┌──

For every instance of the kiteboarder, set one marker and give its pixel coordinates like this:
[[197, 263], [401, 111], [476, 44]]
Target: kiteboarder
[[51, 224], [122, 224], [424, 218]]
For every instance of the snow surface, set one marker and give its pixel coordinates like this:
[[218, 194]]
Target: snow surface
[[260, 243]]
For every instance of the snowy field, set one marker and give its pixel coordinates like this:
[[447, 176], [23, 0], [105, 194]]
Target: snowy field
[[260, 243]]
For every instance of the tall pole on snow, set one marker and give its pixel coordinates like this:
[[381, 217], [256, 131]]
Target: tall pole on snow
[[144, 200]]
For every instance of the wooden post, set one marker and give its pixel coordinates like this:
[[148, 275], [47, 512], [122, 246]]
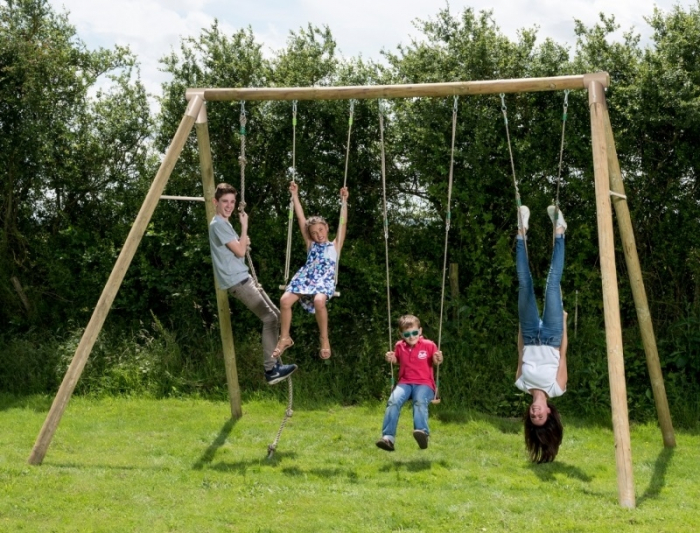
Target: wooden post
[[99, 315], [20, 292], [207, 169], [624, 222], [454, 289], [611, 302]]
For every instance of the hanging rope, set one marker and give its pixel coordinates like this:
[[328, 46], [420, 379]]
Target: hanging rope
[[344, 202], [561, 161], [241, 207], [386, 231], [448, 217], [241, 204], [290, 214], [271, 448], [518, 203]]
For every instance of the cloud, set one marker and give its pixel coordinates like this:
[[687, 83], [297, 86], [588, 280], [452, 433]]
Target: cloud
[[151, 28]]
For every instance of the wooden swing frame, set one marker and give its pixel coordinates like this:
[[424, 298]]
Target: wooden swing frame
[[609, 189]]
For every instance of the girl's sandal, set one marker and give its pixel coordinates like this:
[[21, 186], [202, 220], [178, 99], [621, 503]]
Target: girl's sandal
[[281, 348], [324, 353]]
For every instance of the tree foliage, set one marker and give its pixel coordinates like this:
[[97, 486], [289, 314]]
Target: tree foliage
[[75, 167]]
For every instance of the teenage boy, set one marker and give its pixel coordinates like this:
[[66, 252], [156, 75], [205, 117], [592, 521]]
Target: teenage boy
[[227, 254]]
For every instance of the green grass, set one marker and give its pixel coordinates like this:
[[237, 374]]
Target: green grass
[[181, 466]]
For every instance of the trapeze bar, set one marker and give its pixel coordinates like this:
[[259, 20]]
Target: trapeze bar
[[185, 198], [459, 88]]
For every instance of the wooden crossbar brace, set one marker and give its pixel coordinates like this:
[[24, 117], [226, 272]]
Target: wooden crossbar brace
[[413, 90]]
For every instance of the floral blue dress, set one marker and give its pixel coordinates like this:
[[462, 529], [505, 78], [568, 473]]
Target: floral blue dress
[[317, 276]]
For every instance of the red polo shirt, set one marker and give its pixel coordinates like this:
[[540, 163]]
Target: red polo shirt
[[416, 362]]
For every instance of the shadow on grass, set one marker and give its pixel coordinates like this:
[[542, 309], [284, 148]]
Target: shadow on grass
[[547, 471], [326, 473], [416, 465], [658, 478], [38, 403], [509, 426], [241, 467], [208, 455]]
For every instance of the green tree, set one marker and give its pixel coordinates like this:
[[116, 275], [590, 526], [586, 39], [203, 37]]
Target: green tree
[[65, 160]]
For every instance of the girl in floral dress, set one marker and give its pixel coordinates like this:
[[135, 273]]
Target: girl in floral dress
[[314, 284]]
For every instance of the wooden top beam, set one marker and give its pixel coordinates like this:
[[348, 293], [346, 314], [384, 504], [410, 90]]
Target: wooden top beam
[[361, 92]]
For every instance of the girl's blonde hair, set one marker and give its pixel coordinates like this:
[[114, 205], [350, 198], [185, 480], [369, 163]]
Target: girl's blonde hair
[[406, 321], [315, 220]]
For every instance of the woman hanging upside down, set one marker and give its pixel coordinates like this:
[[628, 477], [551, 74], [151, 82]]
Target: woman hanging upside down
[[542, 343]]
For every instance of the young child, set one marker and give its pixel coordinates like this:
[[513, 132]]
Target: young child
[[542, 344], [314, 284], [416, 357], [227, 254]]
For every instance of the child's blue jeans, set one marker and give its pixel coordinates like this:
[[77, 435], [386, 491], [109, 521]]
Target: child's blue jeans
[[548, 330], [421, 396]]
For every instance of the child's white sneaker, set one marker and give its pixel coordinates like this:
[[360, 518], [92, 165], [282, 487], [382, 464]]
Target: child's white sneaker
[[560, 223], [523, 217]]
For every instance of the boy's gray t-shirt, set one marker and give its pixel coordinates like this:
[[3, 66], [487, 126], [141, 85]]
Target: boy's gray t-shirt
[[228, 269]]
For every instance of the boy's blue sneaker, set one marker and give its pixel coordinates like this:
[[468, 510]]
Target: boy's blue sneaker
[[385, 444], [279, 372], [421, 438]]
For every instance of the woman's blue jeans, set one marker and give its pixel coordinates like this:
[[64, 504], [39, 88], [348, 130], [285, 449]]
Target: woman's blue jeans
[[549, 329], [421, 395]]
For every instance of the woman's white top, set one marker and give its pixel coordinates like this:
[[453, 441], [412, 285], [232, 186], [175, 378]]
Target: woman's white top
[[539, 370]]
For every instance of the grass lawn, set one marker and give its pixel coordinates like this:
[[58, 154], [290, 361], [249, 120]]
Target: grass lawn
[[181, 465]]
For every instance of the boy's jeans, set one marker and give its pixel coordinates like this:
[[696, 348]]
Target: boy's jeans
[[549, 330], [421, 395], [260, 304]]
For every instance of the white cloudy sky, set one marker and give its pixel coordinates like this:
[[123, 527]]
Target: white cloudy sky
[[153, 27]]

└──
┌──

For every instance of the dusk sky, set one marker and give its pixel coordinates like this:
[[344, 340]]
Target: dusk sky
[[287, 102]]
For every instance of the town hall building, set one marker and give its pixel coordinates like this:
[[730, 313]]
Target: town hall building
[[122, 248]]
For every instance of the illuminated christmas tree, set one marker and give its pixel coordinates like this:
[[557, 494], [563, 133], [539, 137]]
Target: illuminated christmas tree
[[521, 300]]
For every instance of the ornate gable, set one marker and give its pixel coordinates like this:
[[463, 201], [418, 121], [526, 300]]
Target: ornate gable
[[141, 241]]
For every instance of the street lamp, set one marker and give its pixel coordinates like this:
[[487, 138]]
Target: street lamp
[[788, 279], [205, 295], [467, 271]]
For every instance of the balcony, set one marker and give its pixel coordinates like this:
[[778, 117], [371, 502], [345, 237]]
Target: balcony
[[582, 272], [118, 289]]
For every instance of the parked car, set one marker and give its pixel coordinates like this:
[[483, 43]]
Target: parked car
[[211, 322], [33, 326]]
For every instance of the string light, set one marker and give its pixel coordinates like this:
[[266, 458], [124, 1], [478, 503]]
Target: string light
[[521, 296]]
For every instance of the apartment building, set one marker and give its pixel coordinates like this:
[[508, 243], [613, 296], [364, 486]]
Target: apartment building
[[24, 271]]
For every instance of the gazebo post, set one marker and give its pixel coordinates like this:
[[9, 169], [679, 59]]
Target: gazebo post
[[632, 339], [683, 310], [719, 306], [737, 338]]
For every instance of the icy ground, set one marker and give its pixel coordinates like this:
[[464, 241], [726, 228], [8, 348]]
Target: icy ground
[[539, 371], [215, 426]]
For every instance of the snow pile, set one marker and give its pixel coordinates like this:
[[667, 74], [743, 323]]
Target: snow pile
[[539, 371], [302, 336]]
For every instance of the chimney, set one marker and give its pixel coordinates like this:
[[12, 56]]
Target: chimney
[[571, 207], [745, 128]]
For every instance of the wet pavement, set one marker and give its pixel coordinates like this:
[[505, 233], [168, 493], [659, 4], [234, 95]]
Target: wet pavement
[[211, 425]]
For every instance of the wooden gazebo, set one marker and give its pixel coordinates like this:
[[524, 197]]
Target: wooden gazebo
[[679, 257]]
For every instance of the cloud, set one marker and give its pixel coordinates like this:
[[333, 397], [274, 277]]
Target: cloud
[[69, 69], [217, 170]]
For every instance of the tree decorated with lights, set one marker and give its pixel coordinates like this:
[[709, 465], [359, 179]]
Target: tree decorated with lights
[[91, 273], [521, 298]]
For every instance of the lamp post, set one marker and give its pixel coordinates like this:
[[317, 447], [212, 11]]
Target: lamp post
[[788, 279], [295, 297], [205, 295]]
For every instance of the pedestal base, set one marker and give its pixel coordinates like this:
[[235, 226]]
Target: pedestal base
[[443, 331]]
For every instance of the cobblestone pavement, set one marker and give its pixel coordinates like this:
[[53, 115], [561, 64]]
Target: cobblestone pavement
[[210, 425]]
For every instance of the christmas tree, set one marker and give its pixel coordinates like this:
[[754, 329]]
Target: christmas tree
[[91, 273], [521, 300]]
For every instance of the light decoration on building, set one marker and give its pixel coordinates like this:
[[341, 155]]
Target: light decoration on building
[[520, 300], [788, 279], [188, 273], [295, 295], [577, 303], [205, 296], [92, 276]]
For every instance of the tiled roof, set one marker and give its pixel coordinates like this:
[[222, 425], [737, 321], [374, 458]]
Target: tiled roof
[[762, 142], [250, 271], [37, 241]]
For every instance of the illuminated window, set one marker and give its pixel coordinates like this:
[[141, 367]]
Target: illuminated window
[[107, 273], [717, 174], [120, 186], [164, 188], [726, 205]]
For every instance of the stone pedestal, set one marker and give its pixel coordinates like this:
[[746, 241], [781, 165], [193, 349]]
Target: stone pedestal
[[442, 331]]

└──

→ **Problem statement**
One stretch of the lines above is wanted, from the line that contains "For every instance of the balcony, set" through the line that contains "For every instance of the parked". Output it exactly.

→ **Solved exercise**
For every instance of the balcony, set one marker and give its pixel coordinates like this:
[[778, 117], [371, 502], [345, 237]]
Target: balcony
[[582, 272], [118, 289]]
For every instance of the parked car, set one marker and give its pixel coordinates like this:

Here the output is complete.